§ **Exercise materials**
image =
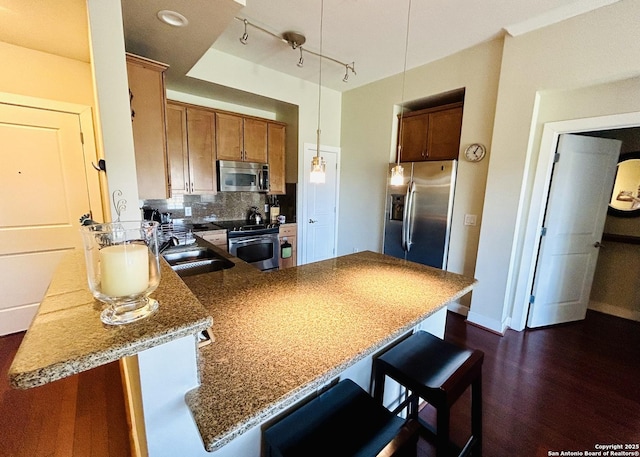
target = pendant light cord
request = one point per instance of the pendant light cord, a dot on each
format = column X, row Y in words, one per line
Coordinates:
column 404, row 77
column 319, row 80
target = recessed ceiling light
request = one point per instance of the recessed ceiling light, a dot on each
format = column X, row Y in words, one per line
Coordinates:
column 172, row 18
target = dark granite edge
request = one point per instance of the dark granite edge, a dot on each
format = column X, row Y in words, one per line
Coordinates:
column 214, row 442
column 65, row 368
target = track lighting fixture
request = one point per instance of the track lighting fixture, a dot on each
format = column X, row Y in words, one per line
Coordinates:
column 397, row 173
column 245, row 35
column 296, row 40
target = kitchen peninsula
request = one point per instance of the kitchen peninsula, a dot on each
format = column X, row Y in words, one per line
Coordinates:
column 279, row 337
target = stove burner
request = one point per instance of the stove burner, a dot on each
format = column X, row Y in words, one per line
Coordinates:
column 240, row 228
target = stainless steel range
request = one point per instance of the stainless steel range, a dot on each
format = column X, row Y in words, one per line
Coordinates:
column 256, row 244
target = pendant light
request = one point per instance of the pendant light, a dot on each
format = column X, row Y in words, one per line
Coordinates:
column 397, row 172
column 318, row 164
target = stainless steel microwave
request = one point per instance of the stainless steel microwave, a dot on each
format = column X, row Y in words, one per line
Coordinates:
column 242, row 176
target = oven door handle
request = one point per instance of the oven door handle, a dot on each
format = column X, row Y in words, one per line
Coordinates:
column 250, row 240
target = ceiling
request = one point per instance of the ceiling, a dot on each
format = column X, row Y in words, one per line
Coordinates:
column 371, row 33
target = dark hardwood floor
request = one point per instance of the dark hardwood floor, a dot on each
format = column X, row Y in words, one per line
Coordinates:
column 562, row 388
column 82, row 415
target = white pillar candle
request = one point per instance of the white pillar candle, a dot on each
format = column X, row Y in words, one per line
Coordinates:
column 124, row 269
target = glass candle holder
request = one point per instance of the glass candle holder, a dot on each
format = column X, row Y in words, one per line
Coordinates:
column 123, row 268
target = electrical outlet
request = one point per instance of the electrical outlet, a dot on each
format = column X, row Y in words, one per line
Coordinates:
column 470, row 219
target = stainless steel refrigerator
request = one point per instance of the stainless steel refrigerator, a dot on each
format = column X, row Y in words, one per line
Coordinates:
column 418, row 213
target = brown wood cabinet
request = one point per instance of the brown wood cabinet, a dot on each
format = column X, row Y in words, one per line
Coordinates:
column 241, row 138
column 290, row 232
column 191, row 149
column 148, row 99
column 431, row 134
column 276, row 148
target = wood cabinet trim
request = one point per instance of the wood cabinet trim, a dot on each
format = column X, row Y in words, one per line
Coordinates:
column 232, row 113
column 431, row 110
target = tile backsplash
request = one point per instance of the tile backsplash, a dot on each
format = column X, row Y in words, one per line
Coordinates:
column 223, row 206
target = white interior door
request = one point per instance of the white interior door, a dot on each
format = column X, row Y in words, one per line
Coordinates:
column 44, row 187
column 318, row 224
column 574, row 221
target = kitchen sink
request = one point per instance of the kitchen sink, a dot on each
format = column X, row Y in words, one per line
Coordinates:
column 196, row 261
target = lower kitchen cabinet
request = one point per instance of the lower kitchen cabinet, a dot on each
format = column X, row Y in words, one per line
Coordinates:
column 216, row 237
column 288, row 232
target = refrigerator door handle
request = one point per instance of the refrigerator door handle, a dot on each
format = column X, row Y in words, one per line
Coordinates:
column 406, row 216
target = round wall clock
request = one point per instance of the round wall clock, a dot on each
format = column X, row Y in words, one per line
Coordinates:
column 475, row 152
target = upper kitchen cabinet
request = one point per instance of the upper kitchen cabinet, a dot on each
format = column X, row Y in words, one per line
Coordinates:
column 276, row 148
column 191, row 149
column 240, row 138
column 431, row 134
column 148, row 100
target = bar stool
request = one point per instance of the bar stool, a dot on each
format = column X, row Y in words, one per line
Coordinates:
column 344, row 421
column 438, row 372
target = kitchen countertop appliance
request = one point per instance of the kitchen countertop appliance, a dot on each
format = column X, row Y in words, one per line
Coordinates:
column 418, row 213
column 257, row 244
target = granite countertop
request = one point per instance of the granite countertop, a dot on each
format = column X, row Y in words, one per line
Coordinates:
column 281, row 335
column 67, row 337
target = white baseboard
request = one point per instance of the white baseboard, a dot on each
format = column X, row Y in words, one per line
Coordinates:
column 458, row 309
column 18, row 319
column 606, row 308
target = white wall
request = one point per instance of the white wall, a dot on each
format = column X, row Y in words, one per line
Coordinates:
column 594, row 48
column 113, row 108
column 368, row 140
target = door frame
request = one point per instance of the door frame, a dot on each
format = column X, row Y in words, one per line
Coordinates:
column 542, row 180
column 309, row 150
column 18, row 319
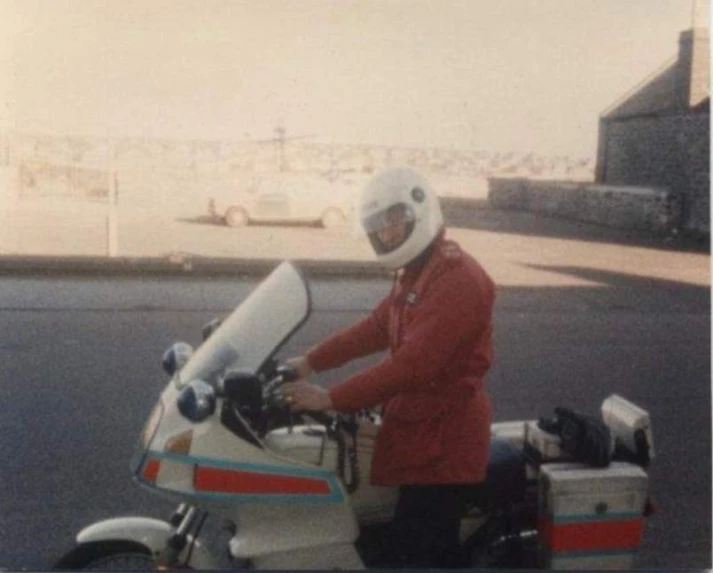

§ **Task statement**
Locate each line in the data above containing the string "granite", with case taken into account, and reproduce every such line in full.

§ **Result of this exercise**
target = dark granite edge
request = one point per instance of the dark granite edge, a dot on each
target = granite countertop
request = one point per instance of the granite countertop, a dot on each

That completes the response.